▶ WORK INSTRUCTIONS: Below are the records; reproduce all of them exactly but without any images.

▶ GIVEN ENTRIES:
○ ○ ○

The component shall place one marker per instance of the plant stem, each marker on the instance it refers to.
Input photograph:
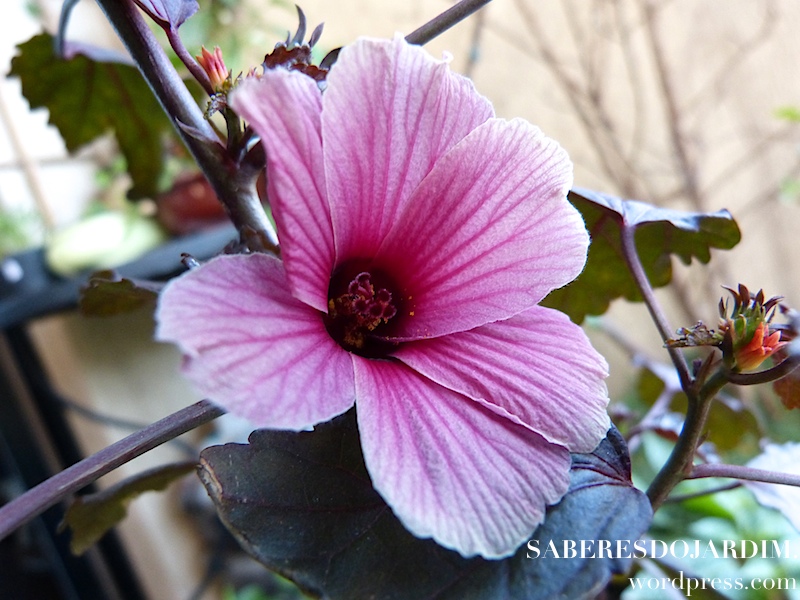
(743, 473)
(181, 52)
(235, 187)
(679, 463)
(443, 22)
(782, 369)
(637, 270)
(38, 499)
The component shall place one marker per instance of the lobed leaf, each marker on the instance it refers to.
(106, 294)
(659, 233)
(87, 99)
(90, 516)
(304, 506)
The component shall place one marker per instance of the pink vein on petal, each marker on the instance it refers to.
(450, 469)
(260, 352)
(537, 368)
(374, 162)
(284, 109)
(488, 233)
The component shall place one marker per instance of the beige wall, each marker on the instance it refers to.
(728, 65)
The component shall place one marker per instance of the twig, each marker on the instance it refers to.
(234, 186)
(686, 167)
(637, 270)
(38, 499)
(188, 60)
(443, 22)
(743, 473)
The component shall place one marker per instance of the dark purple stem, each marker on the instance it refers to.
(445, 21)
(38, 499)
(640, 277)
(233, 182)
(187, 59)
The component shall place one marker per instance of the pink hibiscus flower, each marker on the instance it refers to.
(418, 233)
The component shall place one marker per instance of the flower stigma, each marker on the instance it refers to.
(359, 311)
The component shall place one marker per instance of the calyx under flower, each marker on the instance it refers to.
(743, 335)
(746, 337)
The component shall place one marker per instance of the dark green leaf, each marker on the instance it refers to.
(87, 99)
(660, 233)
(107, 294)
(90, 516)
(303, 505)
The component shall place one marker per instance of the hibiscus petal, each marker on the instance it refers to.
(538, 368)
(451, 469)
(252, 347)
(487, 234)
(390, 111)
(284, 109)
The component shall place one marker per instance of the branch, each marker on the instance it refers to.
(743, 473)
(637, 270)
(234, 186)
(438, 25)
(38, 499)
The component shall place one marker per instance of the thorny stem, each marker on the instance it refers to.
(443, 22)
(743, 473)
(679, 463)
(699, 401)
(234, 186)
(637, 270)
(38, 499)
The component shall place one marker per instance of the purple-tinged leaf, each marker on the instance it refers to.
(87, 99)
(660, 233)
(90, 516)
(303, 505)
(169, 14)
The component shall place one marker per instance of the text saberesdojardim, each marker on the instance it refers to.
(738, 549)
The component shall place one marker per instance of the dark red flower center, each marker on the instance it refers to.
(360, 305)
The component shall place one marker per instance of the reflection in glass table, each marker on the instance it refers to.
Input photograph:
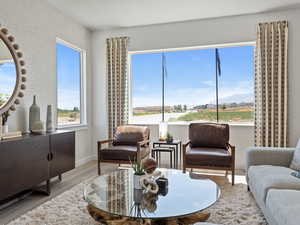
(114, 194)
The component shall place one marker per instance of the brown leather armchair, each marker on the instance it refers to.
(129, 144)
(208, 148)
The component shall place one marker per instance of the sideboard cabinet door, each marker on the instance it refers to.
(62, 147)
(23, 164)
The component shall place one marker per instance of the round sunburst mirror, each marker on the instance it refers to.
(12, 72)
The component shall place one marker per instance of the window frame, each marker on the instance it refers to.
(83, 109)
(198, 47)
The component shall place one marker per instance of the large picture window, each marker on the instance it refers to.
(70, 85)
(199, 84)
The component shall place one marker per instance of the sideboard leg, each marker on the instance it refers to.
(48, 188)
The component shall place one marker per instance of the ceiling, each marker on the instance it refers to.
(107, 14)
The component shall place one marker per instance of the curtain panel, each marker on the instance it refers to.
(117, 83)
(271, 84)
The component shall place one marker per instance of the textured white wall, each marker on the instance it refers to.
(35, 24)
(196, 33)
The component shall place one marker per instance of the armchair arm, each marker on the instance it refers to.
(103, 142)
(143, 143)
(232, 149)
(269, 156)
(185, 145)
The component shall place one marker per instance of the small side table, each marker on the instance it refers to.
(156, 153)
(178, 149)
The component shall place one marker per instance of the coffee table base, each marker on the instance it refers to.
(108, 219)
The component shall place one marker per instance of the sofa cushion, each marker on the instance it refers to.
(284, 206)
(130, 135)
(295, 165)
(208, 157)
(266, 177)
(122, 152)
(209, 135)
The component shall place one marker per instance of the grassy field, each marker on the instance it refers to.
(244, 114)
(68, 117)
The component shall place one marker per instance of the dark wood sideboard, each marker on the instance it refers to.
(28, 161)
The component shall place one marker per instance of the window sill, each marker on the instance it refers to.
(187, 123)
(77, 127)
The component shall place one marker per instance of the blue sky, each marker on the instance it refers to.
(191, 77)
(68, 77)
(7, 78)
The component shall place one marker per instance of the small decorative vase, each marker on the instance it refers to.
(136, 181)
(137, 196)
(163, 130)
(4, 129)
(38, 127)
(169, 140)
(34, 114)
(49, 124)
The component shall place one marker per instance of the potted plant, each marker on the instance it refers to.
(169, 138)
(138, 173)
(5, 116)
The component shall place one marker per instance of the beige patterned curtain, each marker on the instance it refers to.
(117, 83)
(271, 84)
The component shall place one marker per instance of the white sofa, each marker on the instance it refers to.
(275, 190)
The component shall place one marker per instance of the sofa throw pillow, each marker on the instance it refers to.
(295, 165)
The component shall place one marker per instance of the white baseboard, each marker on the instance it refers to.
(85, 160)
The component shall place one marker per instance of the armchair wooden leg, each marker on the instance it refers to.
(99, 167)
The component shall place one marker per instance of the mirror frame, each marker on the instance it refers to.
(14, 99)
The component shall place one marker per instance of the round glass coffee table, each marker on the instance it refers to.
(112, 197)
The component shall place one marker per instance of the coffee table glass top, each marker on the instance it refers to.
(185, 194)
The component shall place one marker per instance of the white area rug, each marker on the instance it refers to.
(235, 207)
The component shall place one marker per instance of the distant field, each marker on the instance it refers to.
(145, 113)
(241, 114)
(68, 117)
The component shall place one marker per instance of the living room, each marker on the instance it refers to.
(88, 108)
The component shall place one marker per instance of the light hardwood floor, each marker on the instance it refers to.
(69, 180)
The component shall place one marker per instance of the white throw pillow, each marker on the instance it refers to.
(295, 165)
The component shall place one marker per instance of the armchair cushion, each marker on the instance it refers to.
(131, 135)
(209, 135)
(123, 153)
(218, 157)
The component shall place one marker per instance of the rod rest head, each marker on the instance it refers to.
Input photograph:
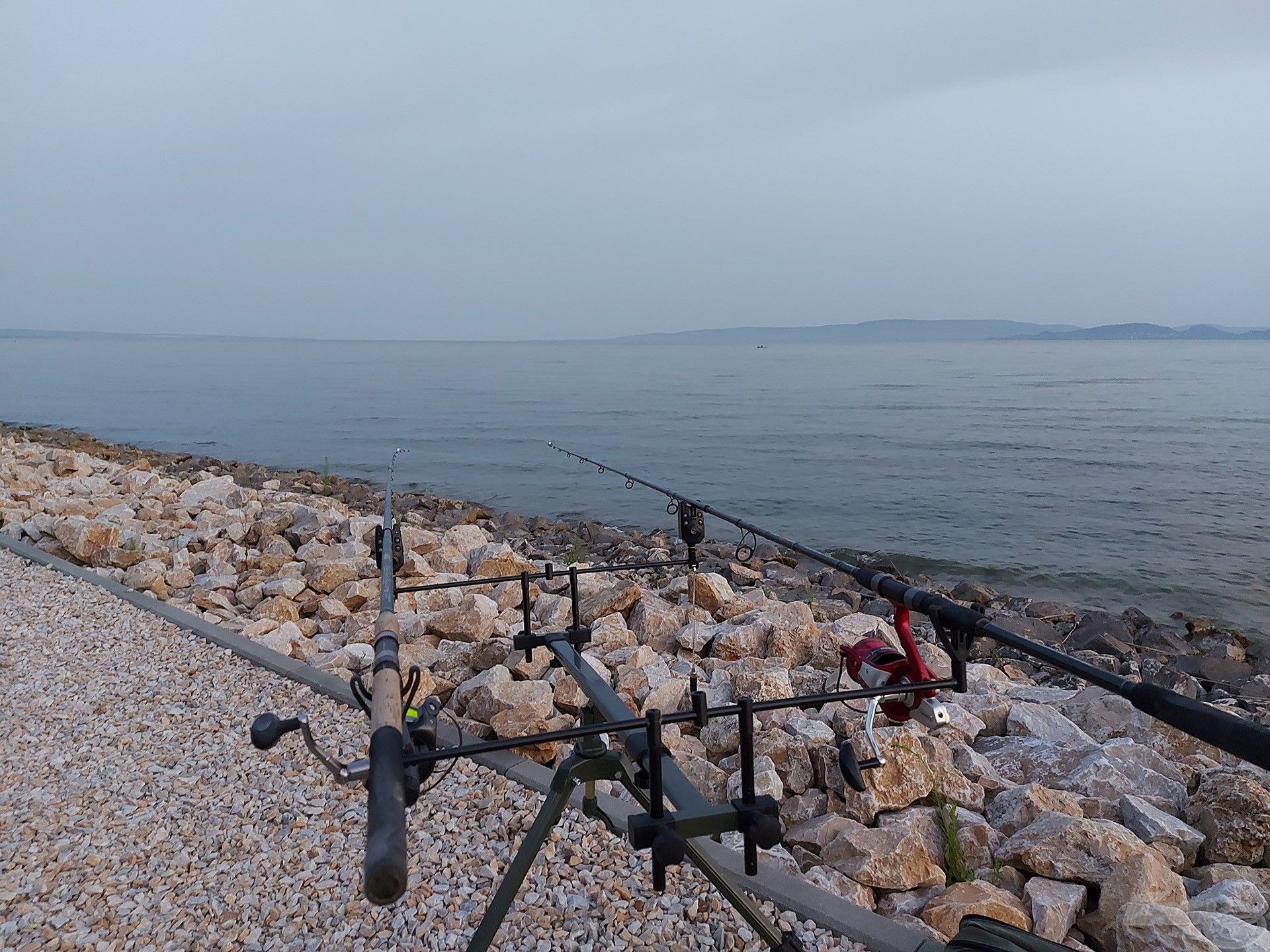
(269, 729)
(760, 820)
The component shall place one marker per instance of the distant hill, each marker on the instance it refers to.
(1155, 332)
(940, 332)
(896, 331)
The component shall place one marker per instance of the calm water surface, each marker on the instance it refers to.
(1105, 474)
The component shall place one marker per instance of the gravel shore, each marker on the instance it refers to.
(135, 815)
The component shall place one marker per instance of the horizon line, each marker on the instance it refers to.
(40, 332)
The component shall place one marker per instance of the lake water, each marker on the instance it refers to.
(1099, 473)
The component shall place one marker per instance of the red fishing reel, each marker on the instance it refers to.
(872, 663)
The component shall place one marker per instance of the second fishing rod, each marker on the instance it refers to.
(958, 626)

○ ○ ○

▶ TASK OUTPUT:
The component shall place one marker per instance of the plant stem, each marker on the instance it refers to.
Input photograph:
(743, 473)
(181, 52)
(235, 187)
(679, 463)
(443, 22)
(782, 369)
(637, 270)
(38, 499)
The component shall place one marker per instance of the lobed leaf, each marker on the instance it refers to.
(106, 294)
(659, 233)
(87, 99)
(90, 516)
(304, 506)
The component shall place one marker per instance of the pink vein on petal, each marker on the instance it refers to.
(450, 469)
(260, 352)
(537, 368)
(374, 162)
(284, 109)
(488, 233)
The component shall place one marker per instance of the beige wall, each marker on the instance it refers to.
(728, 65)
The component shall place one marker per instance of the twig, each marker on the instance it refers to.
(234, 186)
(686, 167)
(637, 270)
(38, 499)
(188, 60)
(443, 22)
(743, 473)
The component shall place one marker per instance of the dark purple stem, each marker on the instance it refers to.
(445, 21)
(38, 499)
(640, 277)
(233, 182)
(187, 59)
The component shall place one marker per instance of the pink hibiscus flower, each marker on the instance it refers to.
(418, 233)
The component shall place one marker per instance of the flower stigma, each marker on the instance it refers to.
(359, 311)
The component shall place one marker per instance of the calyx under flower, each marker on the instance it refers to.
(743, 335)
(746, 337)
The component shall place one marker per instance of the dark green leaf, each marker on the instance it refers to.
(87, 99)
(660, 233)
(107, 294)
(90, 516)
(303, 505)
The component shall place one marker per instance of the hibiscus petal, each marker on the instance it refers to.
(538, 368)
(451, 469)
(252, 347)
(487, 234)
(390, 111)
(284, 109)
The component shall place one marker per instance of the branch, each marker on the instance it refers to.
(743, 473)
(637, 270)
(234, 186)
(438, 25)
(38, 499)
The component shall place one marker per instance of the thorny stem, each marker on the instance it refers to.
(443, 22)
(743, 473)
(679, 463)
(699, 401)
(234, 186)
(637, 270)
(38, 499)
The component shall place one marker per instance of the purple-tinged leaf, each marker on the instance it refers to.
(87, 99)
(660, 233)
(90, 516)
(303, 505)
(169, 14)
The component shall place one marker per instance of the text saberesdojardim, each marker on the instance it refers to.
(738, 549)
The component shall place one marker per instance of the dark red flower center, each marker on the instance it refers to.
(360, 305)
The component shall place one marker per instance of the reflection in glass table, each marker on the instance it refers to.
Input photograph:
(114, 194)
The component shall place one marker per instance of the brown leather armchair, each marker on the instance it refers to.
(129, 144)
(208, 148)
The component shall place one marker per instance of the sideboard cabinet door, each marker on the instance it refers to.
(62, 147)
(23, 164)
The component shall place one marker per instance of the round sunburst mirror, each marker on the instance it refers to.
(12, 72)
The component shall place one marker per instance of the window frame, each marker on the instance it refers to.
(83, 109)
(198, 47)
The component shall place one marker per instance of the large picture window, each marker on the instance it refers to.
(70, 85)
(199, 84)
The component shall place one marker per instance of the sideboard leg, each marker on the instance it refers to.
(48, 188)
The component shall place one marker per instance of the ceiling, each marker on the instance it refers to.
(107, 14)
The component shall place one marker per instance of the curtain panel, each marker on the instance it refers to.
(117, 83)
(271, 84)
The component shall place one marker per instance of the textured white wall, each marker on the instance it refers to.
(35, 24)
(196, 33)
The component shall place one marker per instance of the armchair arm, each marker on the instance it refers to.
(103, 142)
(143, 143)
(232, 149)
(269, 156)
(185, 145)
The component shall place one marker per instance of the small side table, each marker on the instance it refers to.
(156, 153)
(178, 149)
The component shall place one marker per instance of the coffee table base, each marker on the instance it refers to.
(108, 219)
The component shall place one marker per instance of the sofa cushion, each marker on the instance it refers to.
(284, 206)
(130, 135)
(295, 165)
(208, 157)
(266, 177)
(122, 152)
(209, 135)
The component shall place one marker per instance of the grassy field, each marker on the instance it refers to.
(244, 114)
(68, 117)
The component shall place one marker per instance of the dark wood sideboard, each marker on the instance it refers to.
(28, 161)
The component shall place one marker per instance of the window sill, each marker on the instance it refers to.
(187, 123)
(77, 127)
The component shall place one marker per instance of the blue sky, each marker on the instance it refers to.
(191, 77)
(68, 77)
(7, 78)
The component shall place one marker per instance of the small decorative vase, each marker on the instance it refers to.
(136, 181)
(137, 196)
(163, 130)
(4, 129)
(38, 127)
(169, 140)
(34, 114)
(49, 124)
The component shall place one marker per instance of the potted plant, each marker on the instance it refers to.
(169, 138)
(138, 173)
(5, 116)
The component shall place one marker per instance of the beige patterned curtain, each marker on the instance it refers to.
(117, 83)
(271, 84)
The component shall place one marker per instance of the white sofa, each marker on the instance it refers to.
(275, 190)
The component shall place one marker per instance of the sofa throw pillow, each marker on the instance it refers to.
(295, 165)
The component shall place one marker per instance of the white baseboard, each marker on the instance it refers to.
(85, 160)
The component shall place one marker per instance of the armchair wooden leg, each marker on the instance it refers to.
(99, 167)
The component shall place one marker per instance of the mirror frame, each marker on the instance it refers to.
(14, 99)
The component shall place one marker per instance of the round glass coffee table, each marker on the instance it refers to.
(112, 197)
The component shall place one marker per instance of the coffee table glass top, each marker on the instance it refers to.
(185, 194)
The component shall place one marker per instance of the white area rug, each marker on the instance it refers to.
(235, 207)
The component shall place one marker per instance of the distant field, each marker on the instance it refers to.
(145, 113)
(241, 114)
(68, 117)
The component shall place one marker per instance of the living room, each marker on the instance it refers to.
(88, 108)
The component shall place one marker per instance of the light hardwood floor, each marker on the instance it refers to.
(69, 180)
The component shall place one marker per instance of the white throw pillow, each marker on the instance it refers to.
(295, 165)
The component shall place one marker per instance of the armchair cushion, each marker on the instance it refers to.
(131, 135)
(209, 135)
(123, 153)
(218, 157)
The component shall place one marker per instance of the rod rest head, each marker on the instance it refers to.
Input photograph:
(269, 729)
(760, 820)
The component shall place one marker per instance of the distant hill, each marker on the instance it refers to.
(1155, 332)
(940, 332)
(896, 331)
The component shall place one marker per instance of the calm water surface, each marker on the instance it refers to.
(1105, 474)
The component shall place one marker per instance of the gravel shore, each marker on the instance it refers to.
(135, 815)
The component shall place one marker per instance of the horizon line, each marker on the instance it refers to.
(40, 332)
The component shall place one marker per instance of the lake water, each marker on the instance it refers to.
(1099, 473)
The component shall place one marker per instance of the red fishing reel, each marker on the instance it refers to.
(872, 663)
The component shall place one marker per instance of the second fishing rod, each marker on the instance it refers to.
(958, 626)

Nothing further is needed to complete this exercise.